The problem: Copy out every line of the listing below word for word, and leave the pictures out.

┄┄┄┄┄┄┄┄┄┄

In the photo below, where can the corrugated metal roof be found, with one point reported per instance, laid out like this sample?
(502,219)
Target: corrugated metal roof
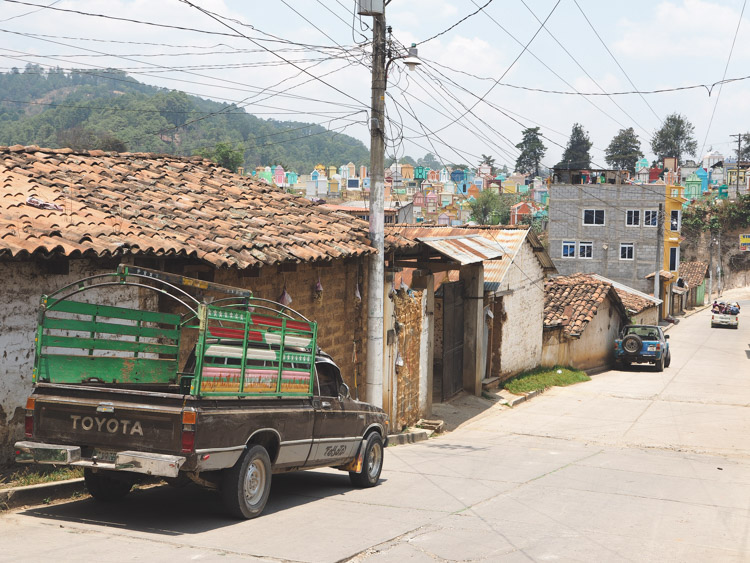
(466,249)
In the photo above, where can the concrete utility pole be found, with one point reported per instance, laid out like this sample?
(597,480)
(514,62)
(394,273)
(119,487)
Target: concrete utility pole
(737,177)
(659,255)
(375,287)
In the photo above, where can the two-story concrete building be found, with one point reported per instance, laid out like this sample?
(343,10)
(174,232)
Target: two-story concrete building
(609,229)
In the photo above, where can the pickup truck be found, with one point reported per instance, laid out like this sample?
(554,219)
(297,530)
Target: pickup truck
(224,393)
(643,344)
(725,315)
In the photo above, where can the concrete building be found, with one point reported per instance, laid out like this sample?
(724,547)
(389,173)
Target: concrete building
(607,229)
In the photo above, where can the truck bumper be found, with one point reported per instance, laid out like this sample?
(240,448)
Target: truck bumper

┄┄┄┄┄┄┄┄┄┄

Correct answer:
In the photo below, where can the corrugated metal roof be found, with one point reported per instance, laid out like this sample?
(502,219)
Target: corrugated metal roof
(466,249)
In the photo above, where can the concrete utility pole be found, with one point reported per instance, laid out like this sample?
(597,480)
(514,62)
(394,273)
(119,487)
Target: concrete utility pole
(737,177)
(659,255)
(375,287)
In the photo above, where can the two-story concrete building be found, with one point reported per instance, laid out like this sample?
(343,10)
(174,232)
Target: two-story concrete building
(609,229)
In the photo above, where can the pickup truck be found, with one point reported per instance, laid out like this sample?
(554,219)
(297,530)
Target: pickup truck
(224,393)
(643,344)
(725,315)
In the photo above, where can the concrete building be found, with one point reported per instance, laid out like this sample?
(724,547)
(389,173)
Target: concrete building
(607,229)
In the photo above, where can the truck bumper be found, with one point reported per instance, laid out like this sample?
(240,448)
Target: truck bumper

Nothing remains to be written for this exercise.